↓↓↓

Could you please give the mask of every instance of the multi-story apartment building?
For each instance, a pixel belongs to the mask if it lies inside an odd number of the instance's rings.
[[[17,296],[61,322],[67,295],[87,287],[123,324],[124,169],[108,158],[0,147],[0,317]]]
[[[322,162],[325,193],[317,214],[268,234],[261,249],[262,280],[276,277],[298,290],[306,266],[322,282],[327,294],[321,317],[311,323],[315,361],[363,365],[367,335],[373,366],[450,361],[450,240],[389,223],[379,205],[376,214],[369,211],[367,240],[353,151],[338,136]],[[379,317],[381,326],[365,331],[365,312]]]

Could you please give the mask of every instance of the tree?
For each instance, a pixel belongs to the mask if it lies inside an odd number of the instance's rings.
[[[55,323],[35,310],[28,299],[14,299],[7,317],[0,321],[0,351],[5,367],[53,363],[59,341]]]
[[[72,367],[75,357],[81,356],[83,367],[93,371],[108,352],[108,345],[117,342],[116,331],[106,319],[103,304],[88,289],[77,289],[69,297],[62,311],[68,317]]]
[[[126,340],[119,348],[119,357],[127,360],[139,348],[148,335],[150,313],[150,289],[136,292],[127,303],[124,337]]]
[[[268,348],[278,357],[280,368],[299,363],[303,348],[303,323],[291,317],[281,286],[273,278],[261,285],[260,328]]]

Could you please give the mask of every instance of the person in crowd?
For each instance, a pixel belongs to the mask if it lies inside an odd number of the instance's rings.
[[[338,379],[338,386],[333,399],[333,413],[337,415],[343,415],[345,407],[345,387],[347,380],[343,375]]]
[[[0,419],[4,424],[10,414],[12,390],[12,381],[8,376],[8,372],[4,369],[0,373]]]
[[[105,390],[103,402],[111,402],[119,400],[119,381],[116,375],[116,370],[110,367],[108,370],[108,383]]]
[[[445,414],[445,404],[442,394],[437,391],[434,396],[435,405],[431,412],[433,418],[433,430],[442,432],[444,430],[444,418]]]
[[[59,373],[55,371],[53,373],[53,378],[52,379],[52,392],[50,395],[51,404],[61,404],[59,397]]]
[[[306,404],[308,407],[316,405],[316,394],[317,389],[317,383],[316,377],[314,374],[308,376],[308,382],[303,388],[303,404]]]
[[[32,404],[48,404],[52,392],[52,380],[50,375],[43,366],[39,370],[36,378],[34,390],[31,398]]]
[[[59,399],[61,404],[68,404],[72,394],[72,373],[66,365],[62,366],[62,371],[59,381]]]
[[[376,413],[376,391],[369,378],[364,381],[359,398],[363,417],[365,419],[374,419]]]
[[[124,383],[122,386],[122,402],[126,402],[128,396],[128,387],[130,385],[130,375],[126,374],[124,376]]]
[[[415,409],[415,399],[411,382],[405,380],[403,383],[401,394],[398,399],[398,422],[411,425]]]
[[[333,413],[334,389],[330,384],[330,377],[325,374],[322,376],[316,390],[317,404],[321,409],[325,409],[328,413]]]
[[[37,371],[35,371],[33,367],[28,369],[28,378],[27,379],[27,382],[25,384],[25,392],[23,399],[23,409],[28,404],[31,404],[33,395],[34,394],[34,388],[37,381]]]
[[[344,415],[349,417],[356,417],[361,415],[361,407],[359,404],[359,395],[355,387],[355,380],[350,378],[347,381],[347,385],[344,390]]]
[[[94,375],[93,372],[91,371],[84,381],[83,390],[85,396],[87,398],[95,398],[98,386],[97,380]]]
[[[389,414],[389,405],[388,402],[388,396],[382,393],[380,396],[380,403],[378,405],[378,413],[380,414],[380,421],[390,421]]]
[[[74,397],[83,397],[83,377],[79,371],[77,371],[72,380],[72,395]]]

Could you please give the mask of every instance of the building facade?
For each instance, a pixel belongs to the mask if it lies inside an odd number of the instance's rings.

↑↑↑

What is needed = Word for word, restate all of the data shown above.

Task solution =
Could you please give the mask of every instance of the multi-story apartment building?
For each instance, a pixel belongs to the mask if it lies inside an odd number of the instance's rings.
[[[17,296],[61,322],[67,295],[87,287],[123,324],[124,169],[108,158],[0,147],[0,317]]]
[[[322,162],[325,193],[317,214],[268,234],[261,249],[262,280],[276,277],[298,290],[306,266],[322,282],[327,294],[321,317],[311,323],[315,361],[363,365],[367,335],[373,366],[450,361],[450,240],[389,223],[379,205],[376,214],[369,211],[367,240],[353,151],[338,136]],[[379,317],[381,326],[365,331],[365,312]]]

Could you please give the mask of every instance of the tree?
For each instance, a pixel belongs to the mask if it lies inside an odd number of the instance's rings.
[[[55,323],[35,310],[28,299],[14,299],[7,317],[0,321],[0,351],[5,367],[53,363],[59,341]]]
[[[72,367],[75,357],[81,356],[83,367],[93,371],[108,352],[108,345],[117,342],[116,331],[106,319],[103,304],[88,289],[77,289],[69,297],[62,311],[68,317]]]
[[[126,340],[119,348],[119,357],[127,360],[139,348],[148,335],[150,313],[150,289],[136,292],[127,303],[124,337]]]
[[[268,348],[278,357],[280,368],[299,363],[303,348],[303,323],[291,317],[281,286],[273,278],[261,285],[260,328]]]

Could you please give the mask of every instance of the person in crowd?
For each instance, a pixel belongs to the mask if it lies inside an odd number of the instance's rings.
[[[338,379],[338,386],[333,399],[333,413],[337,415],[343,415],[345,407],[345,387],[347,380],[343,375]]]
[[[0,419],[4,424],[10,414],[12,390],[12,381],[8,376],[8,372],[4,369],[0,373]]]
[[[105,390],[103,402],[111,402],[119,400],[119,381],[116,375],[116,370],[110,367],[108,370],[108,383]]]
[[[445,414],[445,404],[442,394],[437,391],[434,396],[435,405],[431,412],[433,418],[433,430],[442,432],[444,430],[444,418]]]
[[[59,373],[55,371],[53,373],[53,378],[52,379],[52,392],[50,395],[51,404],[61,404],[59,397]]]
[[[306,404],[308,407],[316,405],[316,394],[317,389],[317,383],[316,377],[314,374],[308,376],[308,382],[303,388],[303,404]]]
[[[32,404],[48,404],[52,392],[52,380],[50,375],[43,366],[39,370],[36,378],[34,390],[31,398]]]
[[[59,399],[61,404],[68,404],[72,394],[72,373],[66,365],[62,366],[62,371],[59,381]]]
[[[376,413],[376,391],[369,378],[364,381],[359,398],[363,417],[365,419],[374,419]]]
[[[124,383],[122,386],[122,402],[126,402],[128,396],[128,387],[130,385],[130,375],[126,374],[124,376]]]
[[[415,409],[415,399],[411,382],[405,380],[403,383],[401,394],[398,399],[398,422],[411,425]]]
[[[333,413],[334,389],[330,384],[330,377],[325,374],[322,376],[316,390],[317,404],[321,409],[325,409],[328,413]]]
[[[37,371],[35,371],[33,367],[28,369],[28,378],[27,379],[27,382],[25,384],[25,392],[23,399],[23,409],[28,404],[31,404],[33,395],[34,394],[34,388],[37,381]]]
[[[344,415],[349,417],[356,417],[361,415],[361,407],[359,404],[359,395],[355,387],[355,380],[350,378],[347,381],[347,385],[344,390]]]
[[[94,375],[93,372],[91,371],[84,381],[83,390],[85,396],[87,398],[95,398],[98,386],[97,380]]]
[[[389,414],[389,405],[388,402],[388,396],[382,393],[380,396],[380,403],[378,405],[378,413],[380,414],[380,421],[390,421]]]
[[[74,397],[83,397],[83,377],[79,371],[77,371],[72,380],[72,395]]]

Could you please give the mask of every instance of the building facade?
For each instance, a pixel belongs to the mask if it lies inside an odd number of the instance's rings.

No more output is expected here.